→ What you need to do: All entries below are to be duplicated verbatim.

Dataset entries:
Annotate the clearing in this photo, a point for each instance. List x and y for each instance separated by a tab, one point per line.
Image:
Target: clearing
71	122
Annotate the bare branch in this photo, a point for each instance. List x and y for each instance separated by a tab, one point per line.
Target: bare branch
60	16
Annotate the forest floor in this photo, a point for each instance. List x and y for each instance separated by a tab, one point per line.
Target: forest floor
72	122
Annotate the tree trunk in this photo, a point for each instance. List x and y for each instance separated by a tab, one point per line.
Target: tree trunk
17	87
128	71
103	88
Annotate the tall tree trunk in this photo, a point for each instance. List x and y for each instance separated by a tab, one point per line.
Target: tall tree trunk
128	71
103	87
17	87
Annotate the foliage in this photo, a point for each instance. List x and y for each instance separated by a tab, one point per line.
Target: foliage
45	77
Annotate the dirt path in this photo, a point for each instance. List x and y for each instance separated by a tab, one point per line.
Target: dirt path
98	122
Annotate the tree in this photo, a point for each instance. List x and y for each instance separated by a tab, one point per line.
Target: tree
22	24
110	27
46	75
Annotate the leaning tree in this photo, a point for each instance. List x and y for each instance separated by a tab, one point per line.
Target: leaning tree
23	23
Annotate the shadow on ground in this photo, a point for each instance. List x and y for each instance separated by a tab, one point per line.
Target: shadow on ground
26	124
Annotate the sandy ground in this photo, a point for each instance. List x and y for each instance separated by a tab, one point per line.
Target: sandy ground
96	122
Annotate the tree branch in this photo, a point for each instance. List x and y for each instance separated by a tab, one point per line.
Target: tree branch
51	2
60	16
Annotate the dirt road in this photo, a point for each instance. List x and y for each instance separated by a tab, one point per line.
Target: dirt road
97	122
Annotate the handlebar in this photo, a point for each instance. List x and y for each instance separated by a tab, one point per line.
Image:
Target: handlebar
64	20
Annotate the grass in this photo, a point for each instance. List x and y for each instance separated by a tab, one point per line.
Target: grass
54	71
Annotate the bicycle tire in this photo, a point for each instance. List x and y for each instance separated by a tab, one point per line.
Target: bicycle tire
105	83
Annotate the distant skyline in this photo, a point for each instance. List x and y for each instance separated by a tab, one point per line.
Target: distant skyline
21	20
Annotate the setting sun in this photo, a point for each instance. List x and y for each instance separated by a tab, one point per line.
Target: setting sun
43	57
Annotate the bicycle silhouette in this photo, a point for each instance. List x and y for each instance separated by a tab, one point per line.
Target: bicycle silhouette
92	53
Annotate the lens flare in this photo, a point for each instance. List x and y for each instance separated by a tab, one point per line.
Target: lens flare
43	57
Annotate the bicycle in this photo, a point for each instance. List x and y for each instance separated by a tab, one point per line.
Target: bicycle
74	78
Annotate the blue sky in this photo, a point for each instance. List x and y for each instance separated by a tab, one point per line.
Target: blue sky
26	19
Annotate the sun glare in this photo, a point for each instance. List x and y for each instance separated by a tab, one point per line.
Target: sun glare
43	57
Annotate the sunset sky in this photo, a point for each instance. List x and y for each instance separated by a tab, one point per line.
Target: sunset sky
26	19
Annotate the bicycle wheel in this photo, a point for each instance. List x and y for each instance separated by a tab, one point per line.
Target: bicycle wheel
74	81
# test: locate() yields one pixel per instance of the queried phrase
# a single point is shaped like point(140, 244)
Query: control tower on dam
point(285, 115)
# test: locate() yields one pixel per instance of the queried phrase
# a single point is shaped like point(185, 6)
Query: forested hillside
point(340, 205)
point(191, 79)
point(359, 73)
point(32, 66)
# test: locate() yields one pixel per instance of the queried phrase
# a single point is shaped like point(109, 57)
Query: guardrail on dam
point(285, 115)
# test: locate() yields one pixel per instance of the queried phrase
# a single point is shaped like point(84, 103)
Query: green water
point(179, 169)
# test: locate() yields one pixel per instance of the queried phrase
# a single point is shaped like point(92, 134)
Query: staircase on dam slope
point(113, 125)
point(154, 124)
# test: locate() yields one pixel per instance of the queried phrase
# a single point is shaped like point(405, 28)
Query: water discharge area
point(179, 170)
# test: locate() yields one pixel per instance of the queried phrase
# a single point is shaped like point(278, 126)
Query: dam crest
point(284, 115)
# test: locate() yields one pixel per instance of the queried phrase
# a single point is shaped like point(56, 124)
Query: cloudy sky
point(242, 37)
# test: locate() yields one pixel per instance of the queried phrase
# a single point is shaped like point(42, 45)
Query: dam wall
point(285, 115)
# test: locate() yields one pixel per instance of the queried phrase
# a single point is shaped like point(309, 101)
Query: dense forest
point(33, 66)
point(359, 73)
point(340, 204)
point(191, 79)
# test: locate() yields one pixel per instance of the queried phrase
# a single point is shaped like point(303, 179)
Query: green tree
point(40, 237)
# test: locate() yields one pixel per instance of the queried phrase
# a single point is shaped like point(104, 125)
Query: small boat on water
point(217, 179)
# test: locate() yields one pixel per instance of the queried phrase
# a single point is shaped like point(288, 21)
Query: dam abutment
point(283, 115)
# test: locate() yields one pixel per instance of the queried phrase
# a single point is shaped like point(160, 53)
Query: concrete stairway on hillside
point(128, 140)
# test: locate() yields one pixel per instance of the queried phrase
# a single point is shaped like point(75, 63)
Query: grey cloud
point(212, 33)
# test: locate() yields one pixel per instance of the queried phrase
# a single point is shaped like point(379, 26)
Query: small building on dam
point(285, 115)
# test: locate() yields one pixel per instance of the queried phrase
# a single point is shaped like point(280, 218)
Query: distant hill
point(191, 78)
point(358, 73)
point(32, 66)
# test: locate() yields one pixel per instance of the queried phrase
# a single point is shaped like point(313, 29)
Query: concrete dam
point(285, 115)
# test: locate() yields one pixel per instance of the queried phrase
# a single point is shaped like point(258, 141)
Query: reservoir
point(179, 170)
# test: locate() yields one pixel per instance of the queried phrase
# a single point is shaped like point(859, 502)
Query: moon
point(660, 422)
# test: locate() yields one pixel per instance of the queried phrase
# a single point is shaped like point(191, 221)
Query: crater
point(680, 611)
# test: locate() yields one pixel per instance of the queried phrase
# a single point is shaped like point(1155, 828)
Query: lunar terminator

→ The completed task:
Annotate the clearing in this photo, a point for each instance. List x and y for each instance separated by a tab, one point per line.
Image:
Target: clearing
71	122
Annotate the bare branch in this photo, a point for each instance. List x and y for each instance separated by a tab, one point per line.
Target: bare branch
60	16
Annotate the forest floor in this photo, a point for each instance. List x and y for each instance separated by a tab, one point per line.
Target: forest floor
72	122
Annotate the tree trunk in this photo, a point for each instance. List x and y for each instance separated by a tab, one point per line.
Target: tree trunk
17	87
128	71
103	88
Annotate the tall tree trunk in this photo, a point for each instance. List x and y for each instance separated by a tab, one point per line.
Target: tall tree trunk
128	71
103	87
17	87
Annotate the foliage in this photo, a point for each instance. List x and y for each instance separated by a tab, one point per line.
Target: foliage
45	77
Annotate the dirt path in this photo, a point for each instance. List x and y for each instance separated by a tab, one point per line.
Target: dirt path
98	122
Annotate the tree in this photo, a point for each instance. List x and y for each instance separated by a tab, one point per line.
Target: tree
22	24
110	27
46	75
Annotate the leaning tree in this photo, a point for each instance. List x and y for each instance separated by a tab, one point per line.
Target: leaning tree
23	23
Annotate the shadow on ground in this photo, a point for each instance. List x and y for each instance separated by a tab, one point per line.
Target: shadow on ground
26	124
Annotate the sandy ground in this photo, a point for each instance. List x and y for each instance separated by a tab, one point per line.
Target: sandy ground
96	122
Annotate the tree branch in this photo, a point for each instance. List x and y for each instance separated by a tab, one point per line.
Target: tree branch
51	2
60	16
Annotate the dirt road in this photo, a point for each instance. List x and y for each instance separated by a tab, one point per line.
Target: dirt road
97	122
Annotate the handlebar in this photo, a point for each instance. List x and y for each instance separated by a tab, one point per line.
Image:
Target: handlebar
64	20
Annotate the grass in this photo, a point for each instance. List x and y for each instance separated by a tab, one point per line.
Target: grass
54	71
Annotate the bicycle tire in this photo, a point for each instance. List x and y for each instance separated by a tab, one point per line.
Target: bicycle tire
105	83
Annotate the distant skyline in this photo, a point for each instance. List x and y for each instance separated by a tab, one point per line.
Target: distant skyline
21	20
Annotate the setting sun in this photo, a point for each instance. List x and y for each instance separated by a tab, one point per line.
Target: setting sun
43	57
Annotate the bicycle silhouette in this photo, a point for each instance. List x and y for each instance separated by a tab, one point per line.
Target: bicycle silhouette
92	53
Annotate the lens flare in this photo, a point for each instance. List x and y for each instance separated by a tab, one point per line.
Target: lens flare
43	57
Annotate the bicycle in this photo, a point for each instance. List x and y for each instance separated by a tab, one point per line.
Target: bicycle
74	78
Annotate the blue sky in this photo, a point for each instance. List x and y for each instance separated by a tab, one point per line.
Target: blue sky
26	19
Annotate the sun glare in this photo, a point for each instance. List x and y for each instance separated by a tab, one point per line.
Target: sun glare
43	57
Annotate the sunset sky in this photo, a point for each instance. List x and y for each instance separated by a tab, one point per line.
Target: sunset sky
26	19
Annotate the bicycle wheel in this photo, a point for each instance. List x and y for each instance separated by a tab, one point per line.
Target: bicycle wheel
74	81
# test: locate() yields one pixel per instance of the queried phrase
# a single point is shaped like point(140, 244)
Query: control tower on dam
point(285, 115)
# test: locate() yields one pixel per instance of the queried phrase
# a single point is shaped like point(185, 6)
Query: forested hillside
point(340, 205)
point(191, 79)
point(359, 73)
point(32, 66)
# test: locate() yields one pixel per instance of the queried phrase
# a single point is shaped like point(109, 57)
Query: guardrail on dam
point(285, 115)
# test: locate() yields one pixel per instance of the queried phrase
# a single point is shaped like point(84, 103)
Query: green water
point(179, 169)
# test: locate() yields one pixel per instance of the queried phrase
# a single point is shaped like point(92, 134)
Query: staircase on dam slope
point(113, 125)
point(154, 124)
# test: locate() yields one pixel per instance of the queried phrase
# a single point is shaped like point(405, 28)
Query: water discharge area
point(179, 170)
# test: locate() yields one pixel per instance of the queried phrase
# a single point is shaped like point(278, 126)
Query: dam crest
point(284, 115)
# test: locate() yields one pixel per instance of the queried phrase
# a single point is shaped like point(56, 124)
Query: cloudy sky
point(242, 37)
# test: locate() yields one pixel per instance of the queried phrase
# a single point is shaped like point(42, 45)
Query: dam wall
point(285, 115)
# test: locate() yields one pixel per instance of the queried phrase
# a single point is shaped like point(309, 101)
Query: dense forest
point(33, 66)
point(359, 73)
point(340, 204)
point(191, 79)
# test: locate() yields one pixel per instance of the queried phrase
# a single point is shaped like point(303, 179)
Query: green tree
point(40, 237)
# test: locate() yields one pixel per instance of the queried phrase
# a single point is shaped like point(104, 125)
Query: small boat on water
point(217, 179)
# test: locate() yields one pixel per instance of the queried phrase
# a single point is shaped like point(288, 21)
Query: dam abutment
point(283, 115)
# test: locate() yields one pixel per instance of the queried phrase
# a single point is shaped like point(160, 53)
Query: concrete stairway on hillside
point(128, 140)
# test: locate() yields one pixel per instance of the queried phrase
# a single point is shaped like point(75, 63)
Query: grey cloud
point(212, 33)
# test: locate() yields one pixel per instance of the queried phrase
# a single point is shaped like point(379, 26)
Query: small building on dam
point(285, 115)
# test: locate() yields one pixel per instance of the queried phrase
# a single point is shaped like point(280, 218)
Query: distant hill
point(191, 78)
point(358, 73)
point(32, 66)
# test: locate() yields one pixel per instance of the queried phrase
# a single point is shaped like point(313, 29)
Query: concrete dam
point(285, 115)
# test: locate() yields one pixel per instance of the queried phrase
# a single point is shaped like point(258, 141)
Query: reservoir
point(179, 170)
# test: locate() yields one pixel per instance of the queried phrase
# a single point is shaped like point(859, 502)
Query: moon
point(660, 422)
# test: locate() yields one pixel per instance of the queried phrase
# a single point is shaped like point(191, 221)
Query: crater
point(680, 611)
# test: locate() yields one pixel per instance of the queried phrase
# a single point is shaped like point(1155, 828)
Query: lunar terminator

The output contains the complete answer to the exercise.